How many lines in the records below contain the word "beige"? Reply with the number only.

----

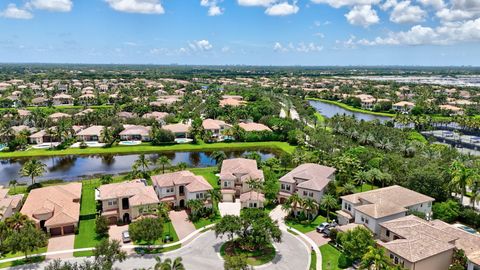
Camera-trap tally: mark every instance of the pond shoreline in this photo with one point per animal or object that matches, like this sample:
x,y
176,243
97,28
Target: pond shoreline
x,y
147,148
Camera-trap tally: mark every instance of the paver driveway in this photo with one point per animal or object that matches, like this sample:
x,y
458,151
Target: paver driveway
x,y
59,243
183,226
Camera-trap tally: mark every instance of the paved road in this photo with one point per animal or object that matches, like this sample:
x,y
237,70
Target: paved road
x,y
202,254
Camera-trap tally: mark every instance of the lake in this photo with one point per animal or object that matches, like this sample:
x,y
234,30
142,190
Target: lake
x,y
330,110
70,168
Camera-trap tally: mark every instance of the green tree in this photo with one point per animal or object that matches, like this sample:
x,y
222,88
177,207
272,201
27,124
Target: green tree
x,y
107,252
33,168
356,242
163,161
328,202
147,230
101,225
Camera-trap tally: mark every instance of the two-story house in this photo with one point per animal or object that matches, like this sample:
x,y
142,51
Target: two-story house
x,y
126,201
178,188
373,207
308,180
235,175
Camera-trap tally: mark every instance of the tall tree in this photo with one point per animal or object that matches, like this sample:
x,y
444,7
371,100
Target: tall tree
x,y
33,168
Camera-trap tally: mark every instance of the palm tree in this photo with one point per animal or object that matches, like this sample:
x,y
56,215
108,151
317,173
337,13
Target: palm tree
x,y
142,162
375,259
32,169
163,161
461,177
182,166
328,202
13,183
168,264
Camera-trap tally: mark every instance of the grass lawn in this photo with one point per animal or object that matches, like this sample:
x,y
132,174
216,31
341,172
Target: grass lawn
x,y
313,260
147,148
23,261
21,254
307,227
333,259
208,173
254,258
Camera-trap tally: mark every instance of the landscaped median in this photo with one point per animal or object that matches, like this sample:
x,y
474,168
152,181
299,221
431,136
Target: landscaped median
x,y
148,148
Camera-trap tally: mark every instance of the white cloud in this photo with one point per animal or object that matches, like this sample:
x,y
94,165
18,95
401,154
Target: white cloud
x,y
301,47
451,33
437,4
201,45
137,6
256,3
213,8
403,12
13,12
362,15
341,3
51,5
282,9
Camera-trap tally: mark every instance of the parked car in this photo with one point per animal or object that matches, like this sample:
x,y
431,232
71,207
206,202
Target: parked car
x,y
322,227
126,237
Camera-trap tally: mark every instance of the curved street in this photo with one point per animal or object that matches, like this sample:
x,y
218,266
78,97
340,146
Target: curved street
x,y
203,254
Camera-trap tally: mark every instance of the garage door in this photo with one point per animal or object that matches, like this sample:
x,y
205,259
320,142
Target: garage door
x,y
68,229
56,231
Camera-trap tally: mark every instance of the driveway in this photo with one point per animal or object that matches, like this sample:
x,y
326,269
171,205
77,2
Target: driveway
x,y
59,243
202,254
180,222
319,238
229,208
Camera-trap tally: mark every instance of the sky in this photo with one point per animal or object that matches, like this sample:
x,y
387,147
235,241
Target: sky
x,y
242,32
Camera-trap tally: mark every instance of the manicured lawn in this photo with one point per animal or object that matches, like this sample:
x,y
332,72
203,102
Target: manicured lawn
x,y
333,259
23,261
254,258
147,148
307,226
313,260
21,254
208,173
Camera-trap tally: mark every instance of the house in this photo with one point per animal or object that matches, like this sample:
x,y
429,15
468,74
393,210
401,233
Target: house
x,y
57,116
234,175
254,127
178,188
62,99
403,106
93,133
55,209
216,127
9,205
157,116
126,201
179,130
135,133
308,180
380,205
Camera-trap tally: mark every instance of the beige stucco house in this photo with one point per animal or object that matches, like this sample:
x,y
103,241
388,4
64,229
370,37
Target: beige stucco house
x,y
126,201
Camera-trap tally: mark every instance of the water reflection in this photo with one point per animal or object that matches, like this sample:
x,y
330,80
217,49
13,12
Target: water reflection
x,y
77,167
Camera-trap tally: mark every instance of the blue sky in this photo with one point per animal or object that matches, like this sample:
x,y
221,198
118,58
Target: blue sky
x,y
257,32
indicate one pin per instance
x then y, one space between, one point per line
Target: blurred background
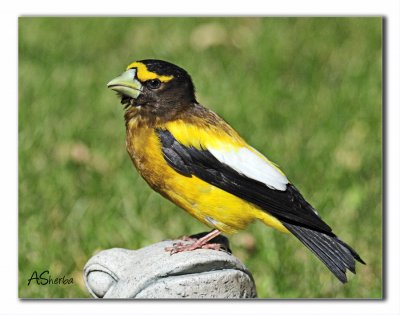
304 91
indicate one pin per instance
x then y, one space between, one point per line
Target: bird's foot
199 243
181 247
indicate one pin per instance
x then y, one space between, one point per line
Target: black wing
289 206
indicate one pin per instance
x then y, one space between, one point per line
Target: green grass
304 91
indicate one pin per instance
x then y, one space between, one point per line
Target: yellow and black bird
192 157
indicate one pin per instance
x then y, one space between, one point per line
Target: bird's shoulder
201 128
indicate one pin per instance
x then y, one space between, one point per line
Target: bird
194 158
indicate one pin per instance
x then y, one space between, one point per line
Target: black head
155 87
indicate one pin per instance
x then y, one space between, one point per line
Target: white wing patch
253 165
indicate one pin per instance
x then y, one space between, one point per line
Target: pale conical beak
126 84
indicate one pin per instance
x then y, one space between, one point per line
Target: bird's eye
153 84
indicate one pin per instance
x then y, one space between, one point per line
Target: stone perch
152 273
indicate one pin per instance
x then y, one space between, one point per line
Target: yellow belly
209 204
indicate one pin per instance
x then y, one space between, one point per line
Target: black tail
334 253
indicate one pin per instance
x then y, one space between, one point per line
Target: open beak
126 84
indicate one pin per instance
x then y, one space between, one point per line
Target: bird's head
154 87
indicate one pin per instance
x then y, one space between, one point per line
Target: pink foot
180 247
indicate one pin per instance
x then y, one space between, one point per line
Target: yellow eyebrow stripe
144 74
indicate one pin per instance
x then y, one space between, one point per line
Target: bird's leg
200 243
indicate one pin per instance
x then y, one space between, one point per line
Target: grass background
304 91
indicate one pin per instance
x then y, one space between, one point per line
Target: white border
9 152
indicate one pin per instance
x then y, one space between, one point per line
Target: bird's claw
181 247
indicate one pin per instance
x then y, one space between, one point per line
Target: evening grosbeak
191 156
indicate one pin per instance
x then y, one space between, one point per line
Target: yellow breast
209 204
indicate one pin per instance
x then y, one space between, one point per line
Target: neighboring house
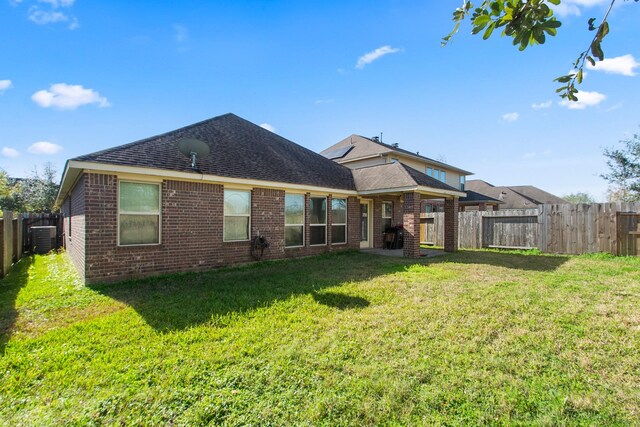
514 197
141 209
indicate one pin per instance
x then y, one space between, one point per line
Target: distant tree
528 22
624 169
580 197
37 193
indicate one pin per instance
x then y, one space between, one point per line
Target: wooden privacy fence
10 241
562 228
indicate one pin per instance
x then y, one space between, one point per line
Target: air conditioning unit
43 239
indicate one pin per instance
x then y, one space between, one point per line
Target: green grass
472 338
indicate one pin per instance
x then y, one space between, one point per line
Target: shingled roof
239 149
394 176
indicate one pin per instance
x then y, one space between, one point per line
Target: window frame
340 224
224 216
159 214
318 224
304 210
390 218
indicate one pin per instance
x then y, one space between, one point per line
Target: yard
476 337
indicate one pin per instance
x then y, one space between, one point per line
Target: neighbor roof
357 147
395 176
239 149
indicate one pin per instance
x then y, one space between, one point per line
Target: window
237 215
338 221
293 220
387 215
139 214
318 221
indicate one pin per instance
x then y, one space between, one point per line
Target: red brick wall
73 225
411 222
451 224
192 230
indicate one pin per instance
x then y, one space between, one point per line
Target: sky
79 76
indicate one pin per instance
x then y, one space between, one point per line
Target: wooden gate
628 233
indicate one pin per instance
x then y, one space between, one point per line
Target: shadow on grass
178 301
519 261
10 286
340 301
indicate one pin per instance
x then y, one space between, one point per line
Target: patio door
366 220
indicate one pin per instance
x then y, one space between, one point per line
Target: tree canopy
528 23
37 193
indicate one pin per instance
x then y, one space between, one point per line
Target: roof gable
239 149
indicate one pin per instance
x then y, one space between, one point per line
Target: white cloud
44 147
4 85
368 58
585 99
510 117
42 17
181 32
268 127
68 97
624 65
9 152
542 105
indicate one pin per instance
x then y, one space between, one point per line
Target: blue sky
80 76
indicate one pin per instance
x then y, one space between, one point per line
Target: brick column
411 224
451 225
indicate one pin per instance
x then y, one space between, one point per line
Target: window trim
346 218
319 224
224 216
157 184
304 211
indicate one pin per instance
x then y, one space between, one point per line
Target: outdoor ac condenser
43 238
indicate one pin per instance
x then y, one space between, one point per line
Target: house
144 208
514 197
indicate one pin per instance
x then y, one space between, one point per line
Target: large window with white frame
293 220
318 220
387 215
338 221
138 213
237 215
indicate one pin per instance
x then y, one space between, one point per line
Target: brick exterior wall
451 225
192 219
411 223
73 225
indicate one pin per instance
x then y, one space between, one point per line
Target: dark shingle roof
239 149
394 175
475 197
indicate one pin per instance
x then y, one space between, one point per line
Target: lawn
471 338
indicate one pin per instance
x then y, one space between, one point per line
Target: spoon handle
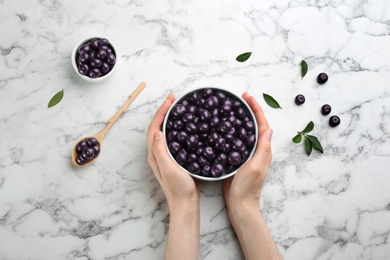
121 110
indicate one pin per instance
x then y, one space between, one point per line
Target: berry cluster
325 109
95 58
87 150
210 132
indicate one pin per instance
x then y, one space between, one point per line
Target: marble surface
334 205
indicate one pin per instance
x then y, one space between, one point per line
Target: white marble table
334 205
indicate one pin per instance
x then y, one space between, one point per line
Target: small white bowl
224 176
101 78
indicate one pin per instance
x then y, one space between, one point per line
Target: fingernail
158 135
269 133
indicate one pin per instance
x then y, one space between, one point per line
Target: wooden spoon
99 136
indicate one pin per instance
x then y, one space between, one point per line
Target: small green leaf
243 57
309 127
271 101
303 68
56 99
316 143
298 138
308 146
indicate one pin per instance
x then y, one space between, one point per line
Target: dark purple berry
96 63
334 121
192 141
216 170
103 41
174 147
94 73
181 136
92 141
80 146
105 68
207 92
83 69
96 149
88 153
181 157
194 168
250 140
322 78
208 152
179 110
234 158
111 58
81 160
325 109
206 170
299 99
237 144
95 43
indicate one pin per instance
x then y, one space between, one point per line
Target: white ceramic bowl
101 78
225 175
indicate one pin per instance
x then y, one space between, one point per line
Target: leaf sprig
310 140
56 99
271 101
243 57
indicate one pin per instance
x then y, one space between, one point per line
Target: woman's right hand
244 188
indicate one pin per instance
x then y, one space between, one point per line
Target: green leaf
309 127
316 143
298 138
243 57
303 68
271 101
56 99
308 146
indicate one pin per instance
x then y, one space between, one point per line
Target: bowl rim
86 78
224 176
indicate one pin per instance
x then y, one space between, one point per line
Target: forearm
253 234
183 235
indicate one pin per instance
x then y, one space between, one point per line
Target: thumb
263 154
160 151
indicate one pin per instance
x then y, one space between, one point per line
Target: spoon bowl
99 136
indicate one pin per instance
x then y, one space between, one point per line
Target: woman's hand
179 187
244 188
242 195
181 190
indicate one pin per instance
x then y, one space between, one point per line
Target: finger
263 155
259 114
153 164
160 152
158 119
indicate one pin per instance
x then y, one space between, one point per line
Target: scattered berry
299 99
322 78
334 121
325 110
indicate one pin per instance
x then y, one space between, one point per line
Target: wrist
241 213
184 206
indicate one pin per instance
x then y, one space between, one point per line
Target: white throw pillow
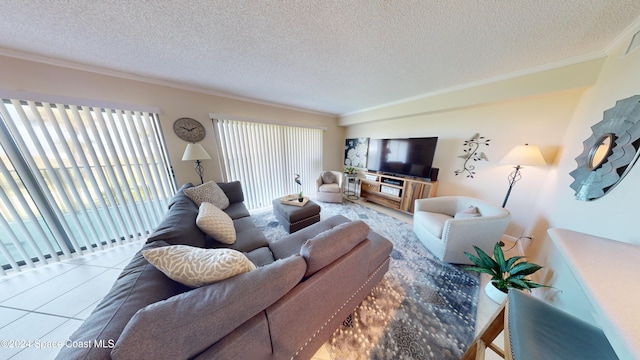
469 212
208 192
216 223
196 267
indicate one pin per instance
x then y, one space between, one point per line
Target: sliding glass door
74 179
267 157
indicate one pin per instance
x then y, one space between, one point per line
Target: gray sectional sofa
304 286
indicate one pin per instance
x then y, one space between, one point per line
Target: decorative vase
494 294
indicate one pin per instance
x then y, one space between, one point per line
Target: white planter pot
494 294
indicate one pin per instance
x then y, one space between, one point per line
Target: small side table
348 190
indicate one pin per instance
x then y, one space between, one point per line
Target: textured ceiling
332 56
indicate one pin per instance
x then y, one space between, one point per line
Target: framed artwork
355 152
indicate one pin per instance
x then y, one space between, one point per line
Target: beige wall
557 117
540 118
613 216
34 77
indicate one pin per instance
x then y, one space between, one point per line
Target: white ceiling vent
635 43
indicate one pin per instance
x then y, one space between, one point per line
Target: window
74 179
266 157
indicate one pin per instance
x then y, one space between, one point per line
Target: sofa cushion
248 237
233 190
333 188
208 192
329 245
192 321
216 223
469 212
237 211
328 177
179 225
197 267
432 222
139 285
290 245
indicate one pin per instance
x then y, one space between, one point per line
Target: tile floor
41 307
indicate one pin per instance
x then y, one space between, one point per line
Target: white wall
36 77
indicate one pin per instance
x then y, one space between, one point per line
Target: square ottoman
294 218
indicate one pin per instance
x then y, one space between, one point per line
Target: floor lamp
522 155
195 152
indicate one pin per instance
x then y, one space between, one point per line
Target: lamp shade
195 152
524 155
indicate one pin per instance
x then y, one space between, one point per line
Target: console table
606 270
396 192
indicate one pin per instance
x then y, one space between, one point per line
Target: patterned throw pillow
216 223
196 267
208 192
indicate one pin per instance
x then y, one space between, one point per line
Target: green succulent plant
505 273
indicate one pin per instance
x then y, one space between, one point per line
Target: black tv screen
409 157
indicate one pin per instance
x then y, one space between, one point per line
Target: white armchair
329 186
448 236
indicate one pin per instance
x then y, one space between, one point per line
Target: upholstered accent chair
329 185
450 225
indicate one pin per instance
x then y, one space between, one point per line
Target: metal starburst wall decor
471 154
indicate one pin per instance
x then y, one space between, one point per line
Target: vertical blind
266 157
74 179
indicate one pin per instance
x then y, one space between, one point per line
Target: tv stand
394 191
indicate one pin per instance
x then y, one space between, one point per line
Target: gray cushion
329 245
248 237
179 225
237 210
233 190
260 256
139 285
328 177
185 325
541 331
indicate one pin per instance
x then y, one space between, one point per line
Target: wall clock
189 130
610 152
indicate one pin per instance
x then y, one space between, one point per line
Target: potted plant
505 273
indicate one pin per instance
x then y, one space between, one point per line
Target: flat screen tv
403 157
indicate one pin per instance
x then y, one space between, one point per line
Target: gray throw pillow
208 192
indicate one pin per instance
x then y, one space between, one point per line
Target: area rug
422 309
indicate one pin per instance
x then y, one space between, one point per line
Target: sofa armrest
187 324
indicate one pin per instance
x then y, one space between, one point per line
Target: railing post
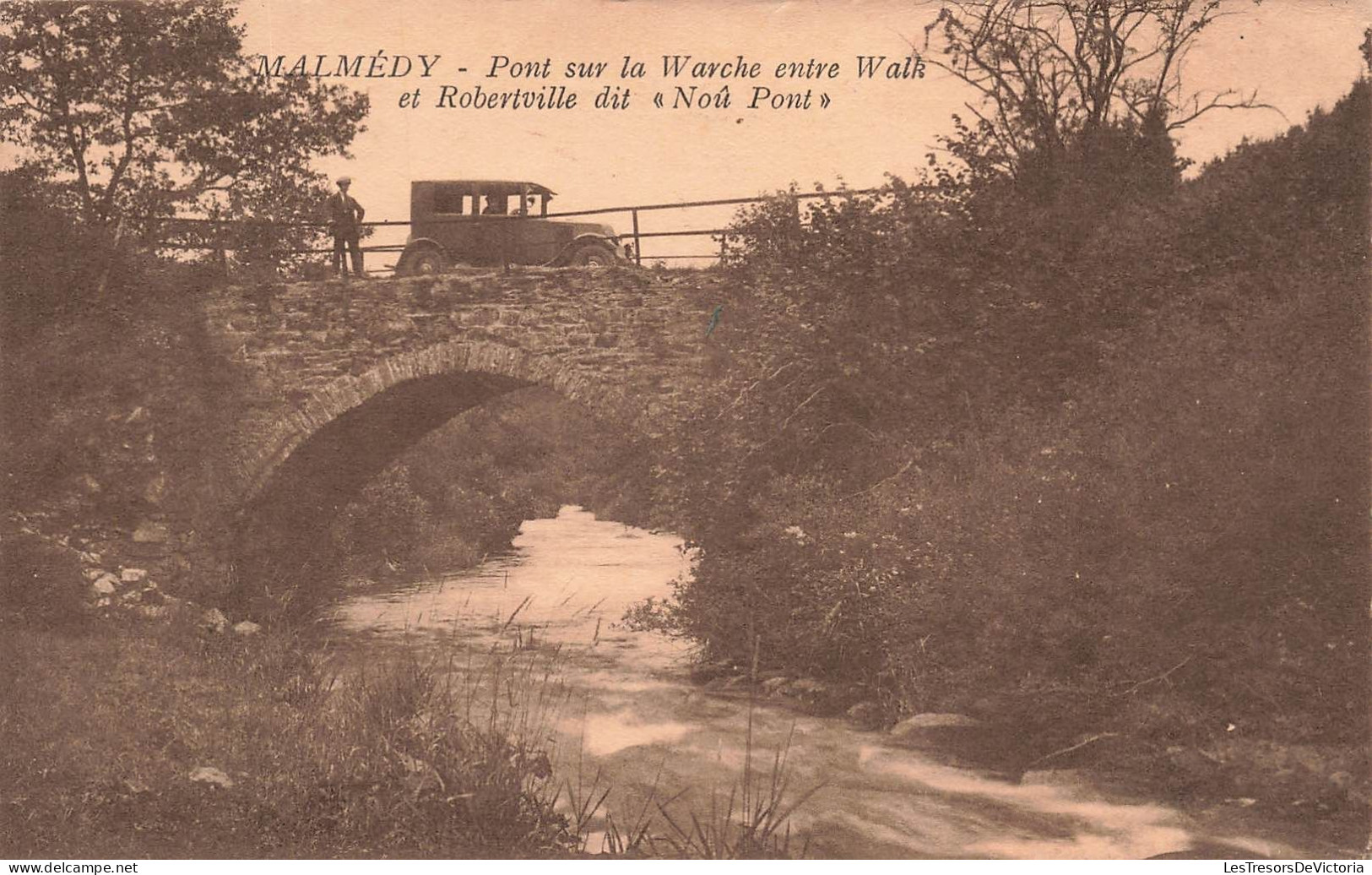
638 246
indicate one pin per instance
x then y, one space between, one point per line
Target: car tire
426 262
593 255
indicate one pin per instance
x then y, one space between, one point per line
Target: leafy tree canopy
1093 85
151 109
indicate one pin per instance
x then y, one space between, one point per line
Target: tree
1073 81
149 109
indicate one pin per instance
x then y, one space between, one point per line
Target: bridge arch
306 464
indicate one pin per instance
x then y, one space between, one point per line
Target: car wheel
593 255
427 262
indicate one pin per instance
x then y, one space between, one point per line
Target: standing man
344 221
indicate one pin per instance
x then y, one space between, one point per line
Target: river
623 716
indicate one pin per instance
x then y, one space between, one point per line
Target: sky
1299 54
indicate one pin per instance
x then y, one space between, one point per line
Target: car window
447 200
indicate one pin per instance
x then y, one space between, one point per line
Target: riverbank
168 738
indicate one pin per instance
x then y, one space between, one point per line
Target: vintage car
496 222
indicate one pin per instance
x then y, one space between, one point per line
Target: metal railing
632 211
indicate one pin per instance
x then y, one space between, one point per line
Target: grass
124 738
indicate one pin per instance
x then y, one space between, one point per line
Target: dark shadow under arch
280 542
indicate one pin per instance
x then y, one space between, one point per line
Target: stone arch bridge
344 376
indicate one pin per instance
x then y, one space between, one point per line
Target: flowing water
630 720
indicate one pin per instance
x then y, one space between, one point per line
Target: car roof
512 186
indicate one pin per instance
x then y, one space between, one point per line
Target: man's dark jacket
344 215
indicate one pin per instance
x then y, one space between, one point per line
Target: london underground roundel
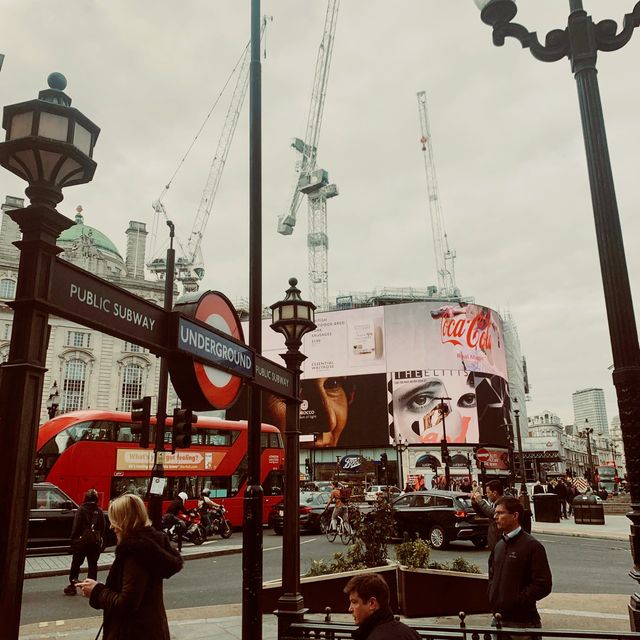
200 386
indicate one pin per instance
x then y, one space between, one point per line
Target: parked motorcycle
188 526
217 524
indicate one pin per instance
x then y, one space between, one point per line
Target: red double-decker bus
97 449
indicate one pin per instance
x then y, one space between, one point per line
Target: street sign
273 377
78 295
213 348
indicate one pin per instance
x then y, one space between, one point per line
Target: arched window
73 385
131 385
7 289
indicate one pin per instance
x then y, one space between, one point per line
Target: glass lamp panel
28 158
53 126
49 161
68 171
82 139
20 126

----

- [Complete output]: 3